AIM: Rewrite the rows below, swapping "keypoint" for "marker" everywhere and leaving everything else unchanged.

ITEMS:
= = = = =
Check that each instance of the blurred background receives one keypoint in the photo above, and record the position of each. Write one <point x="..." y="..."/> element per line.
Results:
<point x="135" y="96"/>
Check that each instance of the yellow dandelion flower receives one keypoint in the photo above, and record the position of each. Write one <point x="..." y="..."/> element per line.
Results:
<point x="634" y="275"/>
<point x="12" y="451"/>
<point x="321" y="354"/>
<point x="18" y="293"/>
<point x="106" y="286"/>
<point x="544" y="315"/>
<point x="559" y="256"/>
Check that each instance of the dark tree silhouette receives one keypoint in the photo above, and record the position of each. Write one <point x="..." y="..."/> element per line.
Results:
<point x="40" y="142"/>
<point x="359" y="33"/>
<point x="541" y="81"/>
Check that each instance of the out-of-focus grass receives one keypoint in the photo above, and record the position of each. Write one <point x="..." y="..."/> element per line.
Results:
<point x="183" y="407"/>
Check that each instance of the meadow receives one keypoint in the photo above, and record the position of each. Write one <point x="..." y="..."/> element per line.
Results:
= = = = =
OUTPUT:
Check that each instance of the blurred background receives one marker in the photo above, and record the position of each. Write one <point x="..." y="..."/> element per line.
Results:
<point x="135" y="96"/>
Check that each instance of the yellow dandelion flower receives one marker in the photo above, and record the position of each. Write one <point x="..." y="..."/> element per line.
Results:
<point x="634" y="275"/>
<point x="12" y="451"/>
<point x="321" y="354"/>
<point x="18" y="293"/>
<point x="106" y="286"/>
<point x="544" y="315"/>
<point x="559" y="256"/>
Check that each instance of the dark tree silhouette receives one marker in the photo above, and record the position of each. Write one <point x="..." y="..."/> element per line.
Results:
<point x="40" y="142"/>
<point x="359" y="33"/>
<point x="541" y="81"/>
Check that each instance of the out-of-focus grass receives one marker in the photo above, and record the position of each. Write one <point x="..." y="..."/> element per line.
Results:
<point x="183" y="407"/>
Check that each instance of the meadow receives one marker in the photo above, and record the position of each. Write one <point x="..." y="..."/> element per line.
Results:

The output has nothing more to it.